◆ **Material erkunden**:
A) Welche beruflichen Tätigkeiten nennt der Bericht über die Lesung in Wörgl für Barbara Hundegger?
B) Setze den Bericht über die Lesung in Wörgl nach seinem letzten Satz fort.
─── Vorliegender Text ───
Zu einem Perspektivenwechsel lud das Frauennetzwerk Minerva am 26. November 2015 in der Galerie am Polylog in Wörgl. „Gehe hundert Schritte in den Schuhe des Anderen, wenn du ihn verstehen willst“, lautet eine indianische Weisheit, die auf die Texte der Autorin Barbara Hundegger zutrifft. Empathie und Einfühlungsvermögen sind gerade bei Bewältigung der gesellschaftlichen Herausforderung, die Flucht und Migration mit sich bringen, wertvolle Eigenschaften. Einfühlungsvermögen zeigte bei der Lesung unter dem Motto „wo bleiben, wenn dein Land geht?“ auch der Zither-Virtuose Martin Mallaun, der zwischen und zu den Texten mit zeitgenössischer Musik und experimenteller Lautmalerei den passenden musikalischen Rahmen beisteuerte.
Dr. Katharina Moritz vom Frauennetzwerk Minerva dankte einleitend ihrer Vereinskollegin Gerti Ehammer für die Organisation des Abends und der Kulturinitiative Turmwind in Itter für die Idee dazu. Barbara Hundegger, 1963 in Hall geboren, engagierte sich viele Jahre in der autonomen Frauenbewegung und beschäftigt sich beruflich viel mit Sprache – als freie Schriftstellerin ebenso wie als Korrektorin, Lektorin und Redakteurin, u.a. am Institut für Sprachkunst der Universität für Angewandte Kunst in Wien.
─── Daten ───
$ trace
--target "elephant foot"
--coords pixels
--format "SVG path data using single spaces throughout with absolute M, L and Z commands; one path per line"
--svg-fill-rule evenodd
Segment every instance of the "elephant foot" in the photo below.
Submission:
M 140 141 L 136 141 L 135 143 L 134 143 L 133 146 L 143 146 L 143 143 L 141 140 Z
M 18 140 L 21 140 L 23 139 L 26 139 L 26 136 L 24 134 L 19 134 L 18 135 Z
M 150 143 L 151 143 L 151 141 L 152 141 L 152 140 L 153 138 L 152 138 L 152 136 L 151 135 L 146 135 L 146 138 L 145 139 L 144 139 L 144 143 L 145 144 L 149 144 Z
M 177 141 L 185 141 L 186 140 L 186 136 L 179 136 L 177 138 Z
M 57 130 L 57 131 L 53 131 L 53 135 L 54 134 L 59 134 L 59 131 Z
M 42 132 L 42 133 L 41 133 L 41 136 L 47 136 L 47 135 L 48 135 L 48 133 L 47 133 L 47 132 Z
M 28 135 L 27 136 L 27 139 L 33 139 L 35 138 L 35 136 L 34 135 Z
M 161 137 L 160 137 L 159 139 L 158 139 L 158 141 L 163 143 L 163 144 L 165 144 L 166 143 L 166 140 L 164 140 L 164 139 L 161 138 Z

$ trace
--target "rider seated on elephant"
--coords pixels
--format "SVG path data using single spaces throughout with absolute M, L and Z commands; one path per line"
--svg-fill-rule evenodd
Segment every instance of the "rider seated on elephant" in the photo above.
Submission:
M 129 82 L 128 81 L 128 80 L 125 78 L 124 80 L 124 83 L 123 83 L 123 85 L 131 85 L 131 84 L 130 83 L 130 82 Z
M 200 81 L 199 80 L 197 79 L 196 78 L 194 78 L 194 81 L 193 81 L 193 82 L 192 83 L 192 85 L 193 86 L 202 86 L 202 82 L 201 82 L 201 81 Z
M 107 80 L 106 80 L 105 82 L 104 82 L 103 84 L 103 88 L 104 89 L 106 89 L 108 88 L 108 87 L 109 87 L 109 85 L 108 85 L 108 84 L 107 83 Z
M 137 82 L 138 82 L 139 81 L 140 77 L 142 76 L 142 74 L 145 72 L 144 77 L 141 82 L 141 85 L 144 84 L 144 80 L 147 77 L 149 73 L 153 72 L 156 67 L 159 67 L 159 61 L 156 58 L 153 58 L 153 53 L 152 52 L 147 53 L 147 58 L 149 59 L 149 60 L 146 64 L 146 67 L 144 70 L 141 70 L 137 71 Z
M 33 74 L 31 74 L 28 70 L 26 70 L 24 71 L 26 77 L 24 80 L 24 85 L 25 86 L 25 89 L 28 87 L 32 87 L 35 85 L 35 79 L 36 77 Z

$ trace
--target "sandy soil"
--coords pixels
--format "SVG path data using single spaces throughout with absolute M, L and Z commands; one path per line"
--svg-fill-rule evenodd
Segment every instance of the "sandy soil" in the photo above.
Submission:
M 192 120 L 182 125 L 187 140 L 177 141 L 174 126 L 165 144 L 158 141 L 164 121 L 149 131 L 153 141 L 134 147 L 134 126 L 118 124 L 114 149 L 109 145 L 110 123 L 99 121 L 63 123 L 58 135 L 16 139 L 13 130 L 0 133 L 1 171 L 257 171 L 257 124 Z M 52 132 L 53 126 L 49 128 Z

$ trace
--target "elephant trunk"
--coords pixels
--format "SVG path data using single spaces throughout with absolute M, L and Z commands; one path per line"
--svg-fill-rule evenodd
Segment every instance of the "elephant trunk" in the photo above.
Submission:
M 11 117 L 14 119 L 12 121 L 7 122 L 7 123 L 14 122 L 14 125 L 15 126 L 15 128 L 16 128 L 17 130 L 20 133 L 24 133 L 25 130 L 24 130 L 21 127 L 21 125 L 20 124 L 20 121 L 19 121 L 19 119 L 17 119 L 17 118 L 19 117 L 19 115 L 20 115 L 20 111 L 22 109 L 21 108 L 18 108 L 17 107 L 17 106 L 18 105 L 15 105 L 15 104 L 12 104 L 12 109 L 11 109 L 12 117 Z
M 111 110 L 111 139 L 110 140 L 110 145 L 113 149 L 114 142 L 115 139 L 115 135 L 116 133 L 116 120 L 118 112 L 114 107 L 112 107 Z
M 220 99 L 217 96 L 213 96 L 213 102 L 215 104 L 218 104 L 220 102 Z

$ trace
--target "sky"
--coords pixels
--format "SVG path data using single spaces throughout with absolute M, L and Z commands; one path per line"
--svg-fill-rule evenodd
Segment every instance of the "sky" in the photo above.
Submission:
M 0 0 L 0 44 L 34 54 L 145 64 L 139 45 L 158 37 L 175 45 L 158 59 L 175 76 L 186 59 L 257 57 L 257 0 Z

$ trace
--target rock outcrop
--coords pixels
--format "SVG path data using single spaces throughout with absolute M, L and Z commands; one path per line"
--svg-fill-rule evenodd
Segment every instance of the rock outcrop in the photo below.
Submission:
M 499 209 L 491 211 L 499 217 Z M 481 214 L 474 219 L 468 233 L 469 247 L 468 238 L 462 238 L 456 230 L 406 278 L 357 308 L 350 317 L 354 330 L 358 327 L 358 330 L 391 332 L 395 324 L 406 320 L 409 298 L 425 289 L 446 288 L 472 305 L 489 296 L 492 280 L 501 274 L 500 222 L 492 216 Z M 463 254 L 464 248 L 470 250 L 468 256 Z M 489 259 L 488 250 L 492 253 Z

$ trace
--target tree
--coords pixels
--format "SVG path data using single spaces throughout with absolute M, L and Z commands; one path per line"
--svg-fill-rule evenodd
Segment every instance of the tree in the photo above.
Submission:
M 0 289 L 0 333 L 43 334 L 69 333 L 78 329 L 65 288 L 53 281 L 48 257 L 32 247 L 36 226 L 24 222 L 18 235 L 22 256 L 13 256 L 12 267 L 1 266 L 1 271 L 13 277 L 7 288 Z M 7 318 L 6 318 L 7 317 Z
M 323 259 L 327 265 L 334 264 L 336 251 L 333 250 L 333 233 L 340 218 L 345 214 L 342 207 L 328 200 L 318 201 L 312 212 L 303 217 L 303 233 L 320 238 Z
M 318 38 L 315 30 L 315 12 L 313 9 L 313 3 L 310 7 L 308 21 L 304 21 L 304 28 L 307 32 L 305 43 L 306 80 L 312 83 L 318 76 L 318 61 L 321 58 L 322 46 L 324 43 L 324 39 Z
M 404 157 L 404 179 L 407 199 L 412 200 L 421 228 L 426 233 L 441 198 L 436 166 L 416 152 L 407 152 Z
───
◆ **Antworten der Reihe**:
A) freie Schriftstellerin, Korrektorin, Lektorin, Redakteurin

B)
Aus Wiener Perspektive stieg die Autorin dann auch in ihren Lese-Abend ein: „Diese Grüß Göttin-Farce aus Tirol wird in Wien als beschämende Provinz-Posse wahrgenommen.“ Hundegger kritisierte die „dumpe Tiroler Gottesmännlichkeit“ und meinte: „Wer keine Göttin verträgt, hat auch im Himmel nichts verloren.“
Eine klare Positionierung, das schätzt Hundegger auch beim schwierigen Thema Flucht und Migration, das sie mit „menschlicher Anteilnahme und Neugier auf das Andere“ angeht. „Profitphrasen- und parolenloses Nachdenken“ sei angesagt. Und dazu gehört für Hundegger auch das kritische Hinterfragen des Tiroler Selbstbildes, etwa in ihrem anlässlich des Tirol 1809-Jubiläums verfassten „Brief an Tirol“. Mit Kritik an Kapitalismus und Leistungswahn unserer Gesellschaft hielt Hundegger auch nicht hinterm Berg. Die Fragwürdigkeit von oberflächlicher Beurteilung spricht aus ihrem Text „Lauter Einser-Kinder“, zu dem eine Zeitungskampagne den Ausschlag gab. Alle Jahre wieder gratulieren die Zeitung und eine Fastfood-Kette mit einem Happy-Meal Erstklasslern mit alles Einsern im Zeugnis. Berührend macht Hundegger klar, wieviele „kindermenschliche Lücken“ solch fragwürdige Werbekampagnen aufwerfen, die sechsjährige Kinder mit anderen Noten abklassifizieren.
Viele Fragen und wenige Antworten – diese Erfahrung aus dem Flüchtlings-Projekt „Der Geschmack der Fremde“ verpackte Barbara Hundegger in den Text „I learned to eat it“, der sich mit der Lage der Ankommenden befasst, ihre Orientierungslosigkeit und Verlorenheit in der neuen Welt anspricht. Ihren bildhauerischen Zugang zur Sprache vermittelte die Autorin mit „Angenommen zugegeben ausgerechnet“ und in unfreiwilliger Komik mündete ihre Bereitschaft, „Frauenfragen“ im Modeteil der „Tirolerin“ zu beantworten, was sie „klassisch elegant“ auf ihre Weise und derart abgrundtief ehrlich tat, dass auf einen Abdruck dann verzichtet wurde.